» **Problem details**: Extend the article on XML parsing in AOLserver below, starting right after its last sentence.

» **Source excerpt**:
LINUX GAZETTE

[ Prev ][ Table of Contents ][ Front Page ][ Talkback ][ FAQ ][ Next ]

"Linux Gazette...making Linux just a little more fun!"


XML parsing in AOLserver

By Irving Washington


AOLserver

AOLserver is an open-source, multi-threaded, high-performance web server. AOLserver is less known than Apache but it has a few features that put it ahead of Apache: rich and well-thought extension API, superior database connectivity API, embedded and tightly integrated Tcl interpreter. Read my previous LG article to learn more about AOLserver.

XML

If you're going to do serious work with XML you'll have to learn about it and you'll have to do it somewhere else. The best summary of XML I've seen is: XML is an (inefficient) way to to represent data in tree form as text (ASCII) files. Text is good because it's simple. Tree is good because a lot can be represented as trees (e.g., a non-circular list is just a degenerated tree and a circular list can be described with multiple trees). Inefficient is bad but it usually makes an engineering sense to trade inefficiency for extensibility and wide adoption that XML enjoys (lots of tools, lots of information).

XML support in AOLserver

XML processing (parsing and modification of XML documents) in AOLserver is possible thanks to an ns_xml module written by ArsDigita. This module is a wrapper around version 2.x (>2.2.5) of libxml library and adds ns_xml command to the embedded Tcl interpreter. You can download the source or get it directly from the CVS repository doing:
cvs -d:pserver:anonymous@cvs.aolserver.sourceforge.net:/cvsroot/aolserver login
cvs -z3 -d:pserver:anonymous@cvs.aolserver.sourceforge.net:/cvsroot/aolserver co nsxml
You need to press Enter after first command since CVS is waiting for a password (which is empty).

» **Records supplied**:
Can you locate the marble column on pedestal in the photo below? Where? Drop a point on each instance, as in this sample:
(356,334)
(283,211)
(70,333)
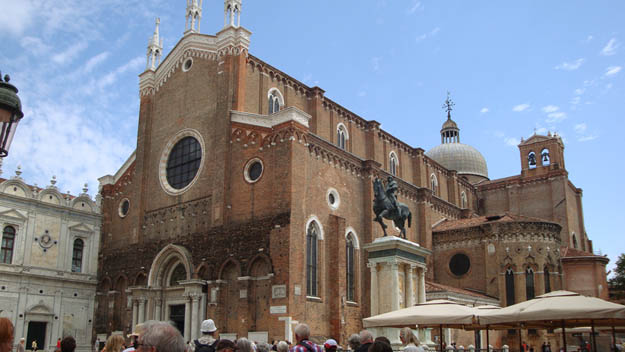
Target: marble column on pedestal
(187,319)
(394,266)
(141,317)
(422,285)
(374,288)
(195,316)
(410,301)
(158,306)
(135,314)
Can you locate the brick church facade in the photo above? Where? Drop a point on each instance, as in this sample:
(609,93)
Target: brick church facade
(248,200)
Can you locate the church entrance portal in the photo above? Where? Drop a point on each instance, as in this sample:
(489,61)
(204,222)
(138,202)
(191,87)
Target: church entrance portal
(36,332)
(176,314)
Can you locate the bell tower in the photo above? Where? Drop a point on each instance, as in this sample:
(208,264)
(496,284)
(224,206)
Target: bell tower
(541,154)
(155,49)
(194,16)
(232,12)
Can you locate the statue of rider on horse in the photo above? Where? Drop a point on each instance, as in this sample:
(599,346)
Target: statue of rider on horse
(386,206)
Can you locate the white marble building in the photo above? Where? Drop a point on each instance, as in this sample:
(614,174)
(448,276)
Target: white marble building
(48,262)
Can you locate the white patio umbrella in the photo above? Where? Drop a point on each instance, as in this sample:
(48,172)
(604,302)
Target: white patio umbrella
(567,308)
(437,313)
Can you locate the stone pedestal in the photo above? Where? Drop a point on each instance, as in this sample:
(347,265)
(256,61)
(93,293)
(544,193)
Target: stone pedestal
(398,269)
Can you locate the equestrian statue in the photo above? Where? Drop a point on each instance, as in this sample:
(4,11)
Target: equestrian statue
(386,206)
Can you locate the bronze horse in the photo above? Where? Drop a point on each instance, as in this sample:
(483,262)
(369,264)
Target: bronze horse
(383,208)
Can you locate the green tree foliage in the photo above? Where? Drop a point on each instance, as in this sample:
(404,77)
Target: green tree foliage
(618,280)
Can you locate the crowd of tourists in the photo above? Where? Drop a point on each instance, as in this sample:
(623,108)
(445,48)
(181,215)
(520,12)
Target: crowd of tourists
(159,336)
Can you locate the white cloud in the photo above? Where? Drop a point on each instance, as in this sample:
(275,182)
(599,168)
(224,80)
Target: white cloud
(415,6)
(610,48)
(570,66)
(95,61)
(556,117)
(35,45)
(16,16)
(521,107)
(550,108)
(511,141)
(375,62)
(432,33)
(586,138)
(612,70)
(70,53)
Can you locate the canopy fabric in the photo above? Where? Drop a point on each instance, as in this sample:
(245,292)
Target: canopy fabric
(557,306)
(429,314)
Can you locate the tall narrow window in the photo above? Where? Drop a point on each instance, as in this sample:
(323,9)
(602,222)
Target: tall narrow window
(274,101)
(509,287)
(547,280)
(311,260)
(393,164)
(529,283)
(434,184)
(341,136)
(349,258)
(8,242)
(77,256)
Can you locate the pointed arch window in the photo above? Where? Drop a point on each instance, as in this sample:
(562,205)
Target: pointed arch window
(510,287)
(341,136)
(547,280)
(179,274)
(77,255)
(529,284)
(546,159)
(275,101)
(8,243)
(434,184)
(349,259)
(531,160)
(312,234)
(393,164)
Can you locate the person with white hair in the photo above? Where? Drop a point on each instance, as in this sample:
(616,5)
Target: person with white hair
(207,342)
(302,334)
(159,336)
(366,340)
(410,341)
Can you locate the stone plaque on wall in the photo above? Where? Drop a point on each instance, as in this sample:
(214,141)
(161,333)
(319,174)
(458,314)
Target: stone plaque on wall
(278,291)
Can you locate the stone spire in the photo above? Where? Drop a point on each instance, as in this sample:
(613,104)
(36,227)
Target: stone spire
(232,12)
(194,16)
(155,49)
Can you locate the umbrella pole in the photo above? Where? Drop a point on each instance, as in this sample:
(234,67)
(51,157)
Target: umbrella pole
(594,340)
(441,336)
(564,335)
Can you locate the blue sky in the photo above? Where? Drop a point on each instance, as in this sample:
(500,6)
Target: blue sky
(511,67)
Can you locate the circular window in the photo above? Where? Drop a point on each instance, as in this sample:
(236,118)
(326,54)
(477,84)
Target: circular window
(187,65)
(459,264)
(124,207)
(332,196)
(181,162)
(253,170)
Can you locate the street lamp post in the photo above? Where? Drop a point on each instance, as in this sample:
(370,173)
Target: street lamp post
(10,114)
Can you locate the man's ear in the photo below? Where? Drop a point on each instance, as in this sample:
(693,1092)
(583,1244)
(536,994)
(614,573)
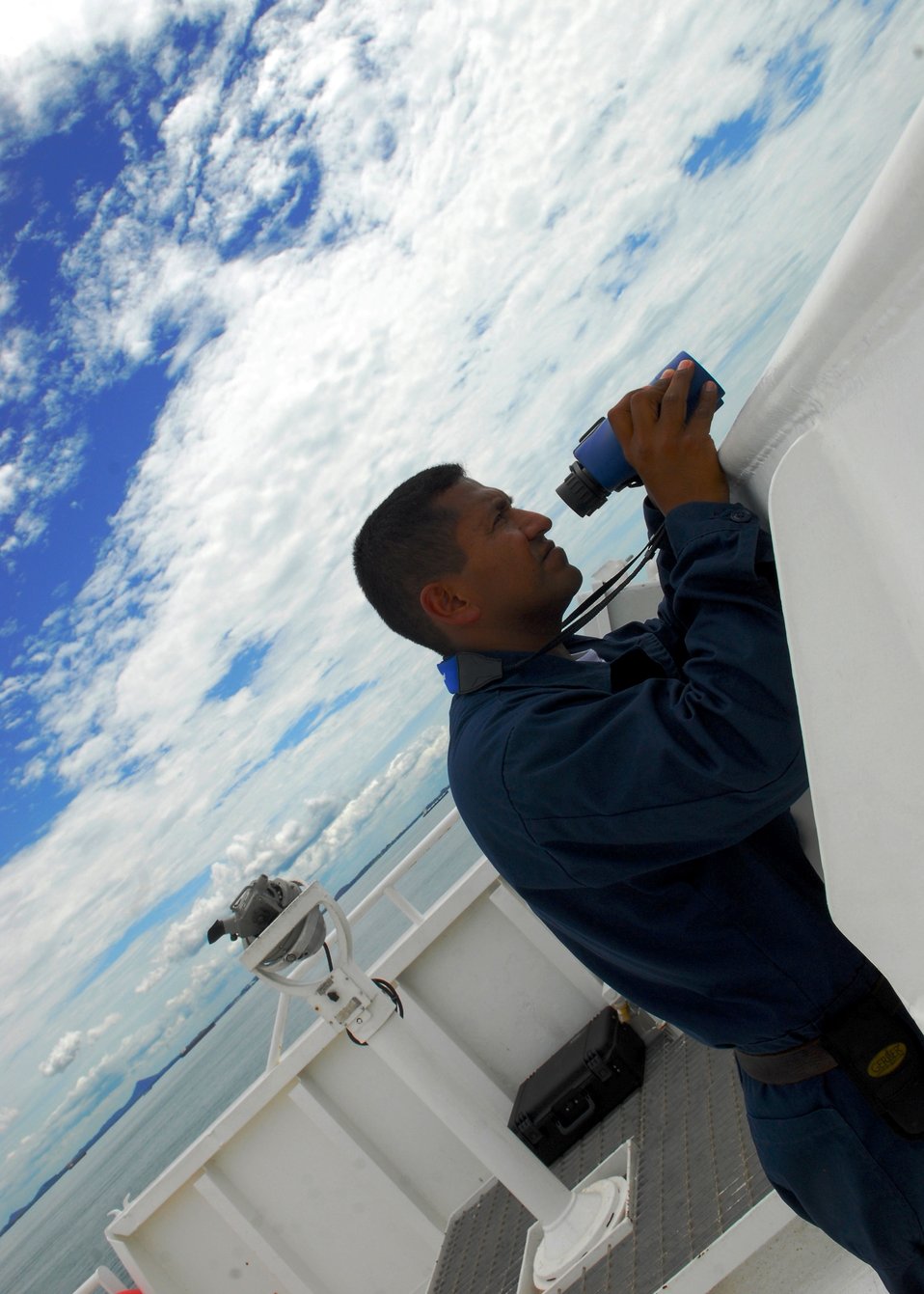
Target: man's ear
(446,607)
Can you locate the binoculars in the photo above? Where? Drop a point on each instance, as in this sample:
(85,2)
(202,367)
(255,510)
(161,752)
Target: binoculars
(599,466)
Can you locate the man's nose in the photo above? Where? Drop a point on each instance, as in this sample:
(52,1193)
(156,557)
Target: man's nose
(534,524)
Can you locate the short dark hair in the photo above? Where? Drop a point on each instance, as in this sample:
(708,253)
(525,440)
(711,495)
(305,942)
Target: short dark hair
(408,541)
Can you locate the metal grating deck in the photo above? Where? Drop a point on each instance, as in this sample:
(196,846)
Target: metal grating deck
(697,1173)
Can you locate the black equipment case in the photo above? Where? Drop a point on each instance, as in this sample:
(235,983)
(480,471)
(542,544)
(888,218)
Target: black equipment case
(589,1077)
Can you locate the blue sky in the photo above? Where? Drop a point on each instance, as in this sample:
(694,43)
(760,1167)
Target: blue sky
(259,262)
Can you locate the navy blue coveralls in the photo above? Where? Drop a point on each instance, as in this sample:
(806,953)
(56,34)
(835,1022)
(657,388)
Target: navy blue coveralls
(640,809)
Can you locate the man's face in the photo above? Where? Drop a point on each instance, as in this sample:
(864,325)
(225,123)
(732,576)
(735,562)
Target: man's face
(518,577)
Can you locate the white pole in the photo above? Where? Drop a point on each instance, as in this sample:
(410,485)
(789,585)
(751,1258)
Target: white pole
(465,1099)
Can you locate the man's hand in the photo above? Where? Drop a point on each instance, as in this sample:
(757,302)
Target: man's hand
(677,459)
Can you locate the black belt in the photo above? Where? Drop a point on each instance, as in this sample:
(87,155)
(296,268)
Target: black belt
(788,1066)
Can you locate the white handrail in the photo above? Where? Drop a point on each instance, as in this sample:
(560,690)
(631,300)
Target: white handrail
(404,866)
(102,1279)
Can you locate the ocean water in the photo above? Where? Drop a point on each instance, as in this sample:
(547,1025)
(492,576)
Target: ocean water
(60,1241)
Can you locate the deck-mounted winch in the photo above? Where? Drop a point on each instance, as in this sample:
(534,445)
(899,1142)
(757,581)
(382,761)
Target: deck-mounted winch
(575,1226)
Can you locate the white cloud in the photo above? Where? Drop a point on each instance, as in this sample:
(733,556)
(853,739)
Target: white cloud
(64,1054)
(98,1031)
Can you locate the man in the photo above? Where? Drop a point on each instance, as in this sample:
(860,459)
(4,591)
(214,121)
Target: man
(635,789)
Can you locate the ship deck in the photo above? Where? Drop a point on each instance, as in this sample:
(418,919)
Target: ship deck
(699,1177)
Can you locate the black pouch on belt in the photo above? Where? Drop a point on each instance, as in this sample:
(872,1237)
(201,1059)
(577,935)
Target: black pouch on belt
(882,1050)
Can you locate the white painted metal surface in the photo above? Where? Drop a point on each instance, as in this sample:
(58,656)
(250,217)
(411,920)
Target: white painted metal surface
(102,1279)
(831,441)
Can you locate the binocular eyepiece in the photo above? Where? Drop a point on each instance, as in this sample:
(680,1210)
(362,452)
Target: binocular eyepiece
(599,466)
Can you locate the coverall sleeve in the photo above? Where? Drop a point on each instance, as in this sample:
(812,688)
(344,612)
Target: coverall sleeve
(677,767)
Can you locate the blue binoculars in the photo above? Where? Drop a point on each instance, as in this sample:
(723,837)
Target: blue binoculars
(599,466)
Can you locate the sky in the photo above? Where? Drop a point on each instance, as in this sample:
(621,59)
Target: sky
(259,262)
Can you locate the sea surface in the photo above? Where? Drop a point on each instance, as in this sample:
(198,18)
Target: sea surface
(60,1243)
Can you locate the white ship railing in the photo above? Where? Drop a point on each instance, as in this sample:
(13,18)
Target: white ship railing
(102,1279)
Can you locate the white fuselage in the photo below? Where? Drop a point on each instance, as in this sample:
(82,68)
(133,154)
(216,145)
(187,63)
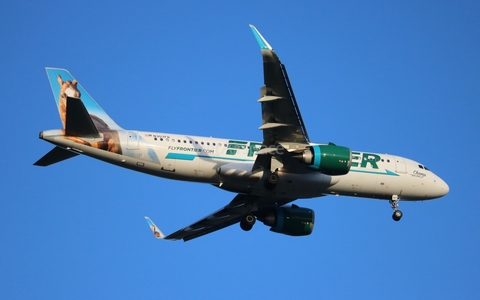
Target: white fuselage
(227,163)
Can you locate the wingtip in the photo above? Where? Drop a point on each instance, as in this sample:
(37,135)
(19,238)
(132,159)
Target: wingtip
(262,42)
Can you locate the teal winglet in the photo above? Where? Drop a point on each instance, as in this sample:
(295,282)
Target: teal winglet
(262,42)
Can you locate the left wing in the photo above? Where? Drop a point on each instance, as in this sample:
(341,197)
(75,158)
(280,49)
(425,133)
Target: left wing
(233,213)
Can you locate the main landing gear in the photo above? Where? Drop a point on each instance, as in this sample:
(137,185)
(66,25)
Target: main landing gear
(271,182)
(247,222)
(397,215)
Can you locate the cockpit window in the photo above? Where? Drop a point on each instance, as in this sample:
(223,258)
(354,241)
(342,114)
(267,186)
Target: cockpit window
(423,167)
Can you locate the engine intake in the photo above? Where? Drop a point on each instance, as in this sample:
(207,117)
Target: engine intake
(289,220)
(328,159)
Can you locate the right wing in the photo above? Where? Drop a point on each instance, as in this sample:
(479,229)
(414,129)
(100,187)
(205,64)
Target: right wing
(282,124)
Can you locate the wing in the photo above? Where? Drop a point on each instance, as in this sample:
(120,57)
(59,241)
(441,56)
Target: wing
(282,122)
(240,206)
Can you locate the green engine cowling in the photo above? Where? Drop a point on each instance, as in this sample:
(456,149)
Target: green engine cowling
(290,220)
(329,159)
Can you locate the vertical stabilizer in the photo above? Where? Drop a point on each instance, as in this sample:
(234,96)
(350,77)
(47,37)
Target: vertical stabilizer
(64,86)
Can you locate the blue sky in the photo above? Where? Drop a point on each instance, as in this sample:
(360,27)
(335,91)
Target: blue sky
(398,77)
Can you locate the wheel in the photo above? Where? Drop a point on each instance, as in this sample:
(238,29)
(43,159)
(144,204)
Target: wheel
(397,215)
(273,178)
(247,222)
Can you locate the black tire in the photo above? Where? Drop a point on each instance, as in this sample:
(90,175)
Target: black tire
(273,178)
(397,215)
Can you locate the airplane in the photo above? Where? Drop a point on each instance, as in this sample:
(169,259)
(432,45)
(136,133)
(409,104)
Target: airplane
(266,176)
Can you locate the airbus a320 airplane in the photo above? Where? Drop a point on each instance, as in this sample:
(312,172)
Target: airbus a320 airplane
(266,176)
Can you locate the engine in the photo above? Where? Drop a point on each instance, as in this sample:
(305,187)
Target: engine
(289,220)
(328,159)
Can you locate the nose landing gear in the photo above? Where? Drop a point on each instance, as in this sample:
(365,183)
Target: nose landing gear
(397,214)
(247,222)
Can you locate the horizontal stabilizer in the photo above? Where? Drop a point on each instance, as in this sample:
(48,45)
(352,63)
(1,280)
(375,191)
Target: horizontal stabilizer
(79,122)
(156,232)
(57,154)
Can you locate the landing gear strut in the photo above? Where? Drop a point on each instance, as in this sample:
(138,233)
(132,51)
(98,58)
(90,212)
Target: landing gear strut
(271,181)
(247,222)
(397,215)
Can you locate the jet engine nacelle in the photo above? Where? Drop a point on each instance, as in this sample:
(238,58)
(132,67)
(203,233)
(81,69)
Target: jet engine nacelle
(289,220)
(328,159)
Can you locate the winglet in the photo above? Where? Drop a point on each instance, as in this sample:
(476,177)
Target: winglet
(156,232)
(262,42)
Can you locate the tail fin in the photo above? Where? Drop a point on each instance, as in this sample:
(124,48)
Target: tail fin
(156,231)
(65,87)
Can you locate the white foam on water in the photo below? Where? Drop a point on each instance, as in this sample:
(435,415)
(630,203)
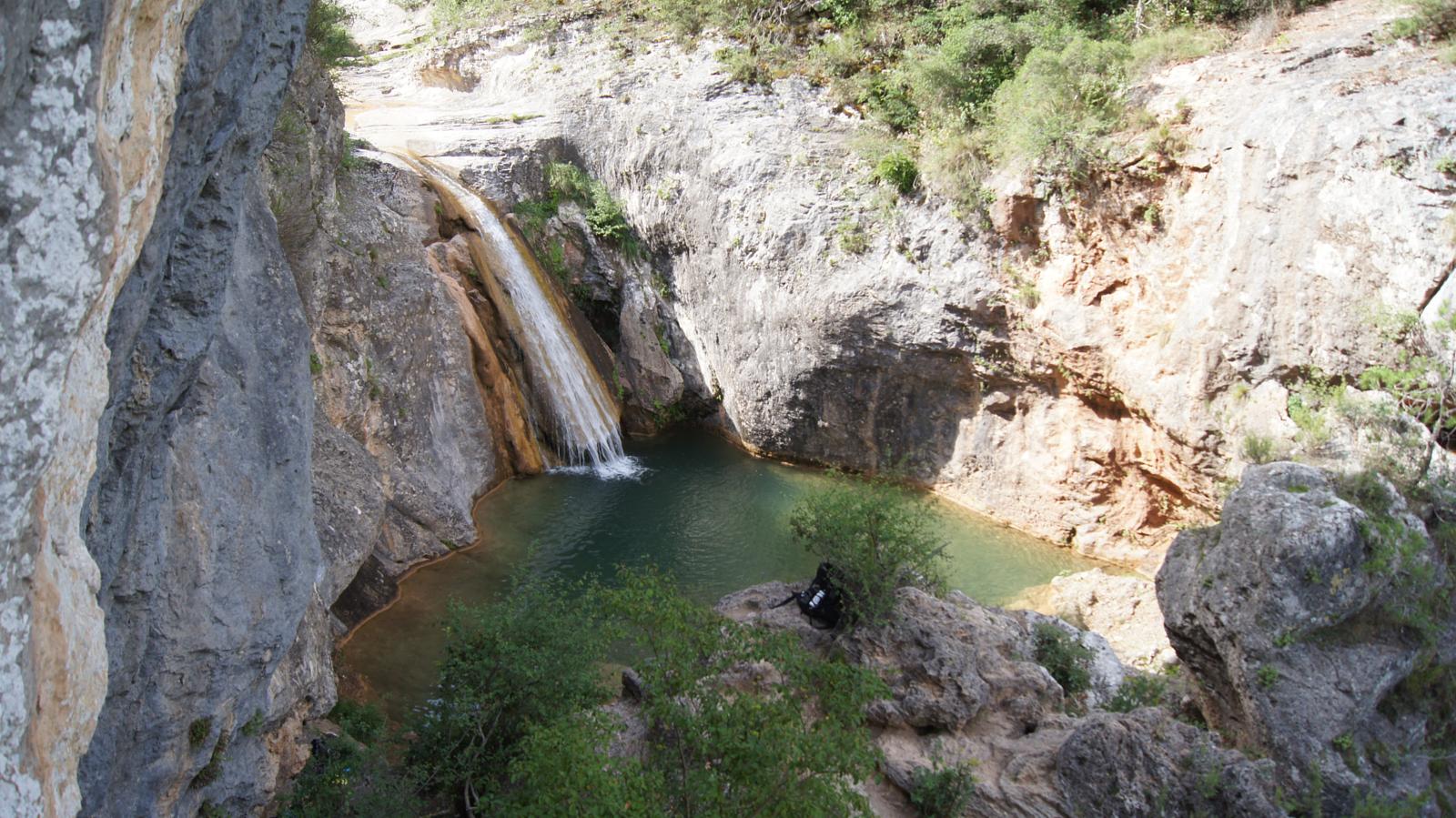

» **The output**:
As of Dec. 2000 Linux distributions usually come with version 1.x of libxml library so chances are that you'll need to install 2.x by yourself (this will change in the future since everyone is migrating to 2.x). To install nsxml module go into nsxml directory, optionally edit a path in Makefile to point into AOLserver source directory. Then run make. You should get nsxml.so module that should be placed in AOLserver bin directory (the same that has main nsd executable). Add the following to your nsd.tcl config file:

ns_section "ns/server/${servername}/modules"
ns_param   nsxml           ${bindir}/ns_xml.so
and restart AOLserver. You can verify that the module gets loaded by watching server.log, I usually use a shell window with:
tail -f $AOLSERVERDIR/log/server.log
This is also a great way to debug Tcl scripts since AOLserver will dump detailed debug information every time there is an error in the script.

XML Quick reference

Here's a quick reference of all commands available through ns_xml.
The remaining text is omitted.